Richard J. Sandler is a partner at Davis Polk & Wardwell LLP and co-head of the firm’s global corporate governance group. Margaret E. Tahyar is a partner in the Financial Institutions Group at Davis Polk & Wardwell LLP. This post is based on a Davis Polk client memorandum.

Recent high-profile developments have thrust proxy access back onto the agenda for many U.S. public companies. Here is a framework for how to approach the topic.

Proxy access is back in the news and back on the agenda for many U.S. public companies. Four years after the DC Circuit invalidated the SEC’s proxy-access rule, we are seeing company-by-company private ordering with a vengeance, including a record number of Rule 14a-8 shareholder proposals in the current 2015 proxy season. Events have moved at high speed in the past few weeks, leading many companies to wonder whether they should be initiating their own approach to proxy access.

As we argued in 2009 in response to an earlier SEC proxy-access proposal, we believe that each company’s approach to proxy access should be grounded in a consideration of its particular circumstances. Despite recent high-profile adoptions of proxy-access procedures, we don’t believe that most U.S. public companies should, in knee-jerk fashion, be preparing to revise their bylaws proactively. We do, however, think that boards should be assessing on an ongoing basis the broader issues of board composition, tenure and refreshment, which are not only important in their own right but also relevant to potential vulnerability to proxy-access proposals. We also think that boards should communicate a willingness to exercise their discretion in considering all shareholder suggestions regarding board membership in order to assure shareholders of a means of expressing their views and to create a level playing field for shareholders.

◇ ◇ ◇

» PROBLEM TO WORK ON:
List the broader issues that, according to the proxy-access text, boards should assess on an ongoing basis. Rely solely on the proxy-access text.

◇ ◇ ◇

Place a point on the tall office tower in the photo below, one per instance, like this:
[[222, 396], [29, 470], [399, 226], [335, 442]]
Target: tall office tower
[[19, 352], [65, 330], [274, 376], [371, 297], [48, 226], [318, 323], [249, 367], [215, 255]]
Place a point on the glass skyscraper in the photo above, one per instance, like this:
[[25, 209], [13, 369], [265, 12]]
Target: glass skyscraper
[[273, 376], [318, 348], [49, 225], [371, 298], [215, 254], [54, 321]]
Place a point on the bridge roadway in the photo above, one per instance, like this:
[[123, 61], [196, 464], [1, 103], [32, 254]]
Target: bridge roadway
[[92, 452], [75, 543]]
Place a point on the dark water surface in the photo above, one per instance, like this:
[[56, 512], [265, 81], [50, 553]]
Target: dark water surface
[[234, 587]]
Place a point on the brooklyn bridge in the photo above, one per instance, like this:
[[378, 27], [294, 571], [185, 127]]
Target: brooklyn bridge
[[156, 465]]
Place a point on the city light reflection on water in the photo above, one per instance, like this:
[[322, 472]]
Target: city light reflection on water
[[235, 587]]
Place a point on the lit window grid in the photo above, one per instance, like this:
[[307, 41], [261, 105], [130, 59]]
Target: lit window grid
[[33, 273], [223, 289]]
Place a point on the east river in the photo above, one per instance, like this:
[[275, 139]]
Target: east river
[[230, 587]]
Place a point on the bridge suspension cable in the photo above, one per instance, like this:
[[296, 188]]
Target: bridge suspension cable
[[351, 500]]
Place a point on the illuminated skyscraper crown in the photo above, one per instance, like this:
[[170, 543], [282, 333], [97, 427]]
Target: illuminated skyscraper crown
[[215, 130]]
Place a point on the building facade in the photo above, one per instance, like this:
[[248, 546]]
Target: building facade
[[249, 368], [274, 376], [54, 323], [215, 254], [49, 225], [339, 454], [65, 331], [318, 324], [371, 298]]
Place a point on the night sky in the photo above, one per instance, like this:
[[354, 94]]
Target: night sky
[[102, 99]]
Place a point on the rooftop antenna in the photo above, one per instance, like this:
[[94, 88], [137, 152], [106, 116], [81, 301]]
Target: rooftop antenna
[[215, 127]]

◇ ◇ ◇

» EXERCISE SOLUTION:
- Board composition
- Tenure
- Refreshment